Copy each record exactly and skip its pictures.

◆ ◆ ◆ ◆ ◆

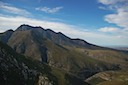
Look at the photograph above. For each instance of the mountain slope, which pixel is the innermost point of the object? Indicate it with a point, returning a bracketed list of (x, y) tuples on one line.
[(20, 70), (75, 56), (109, 78)]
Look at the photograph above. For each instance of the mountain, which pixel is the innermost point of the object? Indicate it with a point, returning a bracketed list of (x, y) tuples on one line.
[(74, 56), (109, 78), (16, 69)]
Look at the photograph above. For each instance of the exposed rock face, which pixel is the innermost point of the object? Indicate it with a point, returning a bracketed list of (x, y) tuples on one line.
[(44, 81), (15, 71), (75, 56)]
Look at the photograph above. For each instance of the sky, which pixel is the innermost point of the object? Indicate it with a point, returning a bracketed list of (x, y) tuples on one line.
[(100, 22)]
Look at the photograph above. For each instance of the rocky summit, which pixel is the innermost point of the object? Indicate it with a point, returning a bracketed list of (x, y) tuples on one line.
[(41, 56)]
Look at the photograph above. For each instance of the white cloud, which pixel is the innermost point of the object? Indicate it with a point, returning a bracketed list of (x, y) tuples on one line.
[(109, 29), (120, 7), (14, 10), (109, 2), (49, 10), (9, 22)]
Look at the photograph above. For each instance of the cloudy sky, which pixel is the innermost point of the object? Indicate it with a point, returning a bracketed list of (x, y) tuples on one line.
[(101, 22)]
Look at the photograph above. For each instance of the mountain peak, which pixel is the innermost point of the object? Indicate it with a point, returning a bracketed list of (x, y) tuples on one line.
[(24, 27)]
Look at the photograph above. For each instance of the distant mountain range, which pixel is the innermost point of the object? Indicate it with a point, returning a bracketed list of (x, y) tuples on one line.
[(74, 56)]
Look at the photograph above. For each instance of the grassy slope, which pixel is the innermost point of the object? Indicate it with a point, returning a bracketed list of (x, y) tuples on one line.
[(109, 78), (58, 76)]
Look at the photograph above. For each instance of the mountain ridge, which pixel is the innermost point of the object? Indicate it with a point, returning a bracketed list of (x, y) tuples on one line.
[(75, 56)]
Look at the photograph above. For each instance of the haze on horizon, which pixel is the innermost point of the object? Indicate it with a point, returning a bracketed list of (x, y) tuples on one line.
[(101, 22)]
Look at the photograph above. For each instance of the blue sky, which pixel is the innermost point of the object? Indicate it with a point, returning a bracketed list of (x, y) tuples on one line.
[(101, 22)]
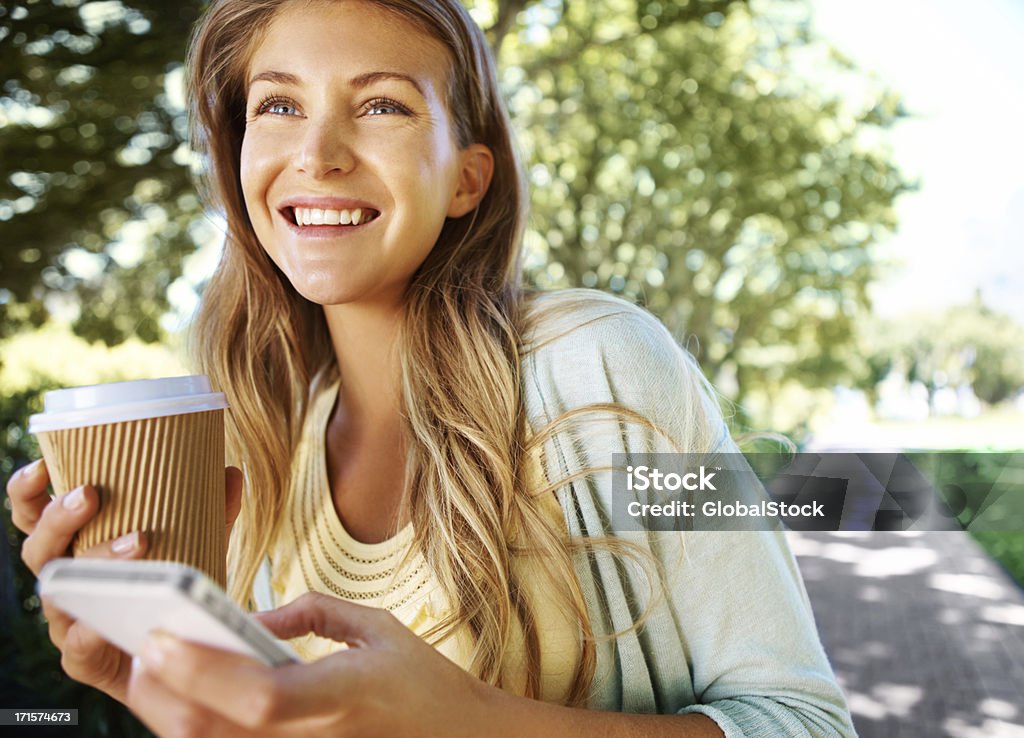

◆ ◆ ◆ ◆ ◆

* ANSWER SECTION
Look at the photograph above. For each instance of the mountain slope, which pixel is the innermost point of the object? Indicate it with a point, returning a bracketed list of (x, y) tuples on one line.
[(20, 70), (75, 56), (109, 78)]
Look at the photograph above. For each instance of the mountain, which pixel is the innermost point of the object? Indicate it with a point, returning a bracketed list of (x, y) tuples on one line.
[(74, 56), (109, 78), (16, 69)]
Look at the photograph above. For each instance of the exposed rock face, which pixel is the innermost point of the object? Indicate it with a point, returning a bracketed list of (x, y) tuples on one line.
[(44, 81), (15, 71), (75, 56)]
Look at the photograph above. For each instance of the sky, which pixel is the innermost point of the object? Indicate it with a point, returning a bracketed list of (x, y) tuples on one line.
[(100, 22)]
Look at the photograph above. For each instance of the rocky summit, which pixel is the innermost point of the object? Indicate it with a point, returning a bracketed list of (x, y) tuples on one line.
[(41, 56)]
Look at the photograph above. For each instance of the white cloud, which pixel is the innermost point of the object? Indicate it with a point, returning a bracketed list of (x, y) tuples on one line.
[(109, 29), (120, 7), (14, 10), (109, 2), (49, 10), (9, 22)]
Look at the photograph above. For each instance of the cloudy sky, which pixel is the innermost point of the object? Indicate it with a point, returning a bracketed list of (x, y) tuples on one line.
[(101, 22)]
Look at the photograph above. For each instance of the mountain peak, which pixel is the innermost point of the object? Indicate it with a point, returning a bracketed list of (x, y) tuples on one line.
[(24, 27)]
Look at the photograph above. For each instance of the distant mountain range, which pixel is the innermost point of the object? Indicate it with a point, returning a bracketed list of (x, y) tuples on one line.
[(74, 56)]
Look at the photograph above. For each instance of the grassy slope, which pixel is the innermost point of the object? Indicate it with a point, returning a bracketed list of (x, y) tuples on one line.
[(109, 78), (58, 76)]
Look at the photograph above. For each instance of the mountain ridge, which pixel is the innermost point of the object? Indicate it with a point, returning a bracketed list of (x, y) tuples on one line.
[(75, 56)]
Look at the photograph above. For each instance of the haze on horizon, which pixel is the innermost point of the object? Indicate it with a point, returning a bracketed list of (x, y) tuples on one line.
[(101, 22)]
Look at the photograph above. For each instance of the blue sky, which pixel is the innermost point of the object? Indicate it with a point, returning a bracketed list of (x, y) tuples on one line.
[(101, 22)]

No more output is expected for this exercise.